* BEGIN *
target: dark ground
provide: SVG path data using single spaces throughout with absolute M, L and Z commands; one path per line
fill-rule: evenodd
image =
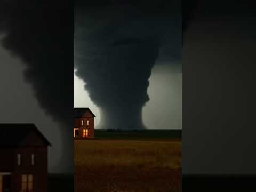
M 73 192 L 73 175 L 50 174 L 48 192 Z

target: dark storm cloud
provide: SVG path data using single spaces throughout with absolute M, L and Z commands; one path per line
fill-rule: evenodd
M 71 171 L 73 166 L 73 9 L 67 1 L 59 3 L 1 1 L 1 30 L 6 34 L 2 44 L 23 60 L 26 67 L 25 80 L 32 85 L 39 105 L 61 124 L 65 155 L 60 167 L 63 171 Z M 70 8 L 67 8 L 69 6 Z
M 101 6 L 77 1 L 76 75 L 101 109 L 100 127 L 144 129 L 141 109 L 149 99 L 148 79 L 156 59 L 181 57 L 179 1 L 153 2 Z

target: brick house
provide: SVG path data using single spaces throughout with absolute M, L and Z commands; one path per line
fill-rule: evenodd
M 94 137 L 94 117 L 89 108 L 75 108 L 75 139 L 93 139 Z
M 0 129 L 0 192 L 47 191 L 50 142 L 34 124 Z

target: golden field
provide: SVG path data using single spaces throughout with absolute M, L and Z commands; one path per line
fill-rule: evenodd
M 75 141 L 75 191 L 181 191 L 181 142 Z

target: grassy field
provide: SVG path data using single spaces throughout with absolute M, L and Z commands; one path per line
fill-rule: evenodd
M 181 191 L 177 138 L 101 133 L 95 140 L 75 141 L 75 192 Z
M 110 130 L 111 131 L 111 130 Z M 125 139 L 136 140 L 181 140 L 180 130 L 146 130 L 142 131 L 122 131 L 121 130 L 106 131 L 95 130 L 95 139 Z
* END *
» What the task requires:
Output everything from the start of the items down to the line containing "M 0 129 L 0 192 L 47 191 L 50 142 L 34 124 Z", inclusive, as a two-column CSV with the headers "prompt" and "path". Give one row for each item, putting its text and its answer each in one quoted field with line breaks turned into spaces, and leave out the pictures.

» Finished answer:
prompt,path
"target: dark ground provide: SVG path data using single spaces throughout with absolute M, L and Z commands; one path per line fill-rule: evenodd image =","M 73 192 L 73 175 L 50 174 L 48 192 Z"
"target: dark storm cloud provide: SVG path data using single spaces throughout with absolute M, L and Z commands; one path per line fill-rule: evenodd","M 71 171 L 73 166 L 73 9 L 67 1 L 59 3 L 1 1 L 1 30 L 6 34 L 2 44 L 23 60 L 26 67 L 25 80 L 32 85 L 39 105 L 61 124 L 65 155 L 60 167 L 63 171 Z M 70 8 L 67 8 L 69 6 Z M 101 6 L 77 1 L 76 75 L 101 109 L 100 127 L 144 129 L 141 109 L 149 99 L 148 79 L 156 59 L 181 57 L 179 1 L 153 2 Z"
"target: brick house provide: SVG path data using single spaces throughout with absolute M, L and Z commands; one path per line fill-rule: evenodd","M 94 137 L 94 117 L 89 108 L 75 108 L 75 139 L 93 139 Z M 0 129 L 0 192 L 47 191 L 50 142 L 34 124 Z"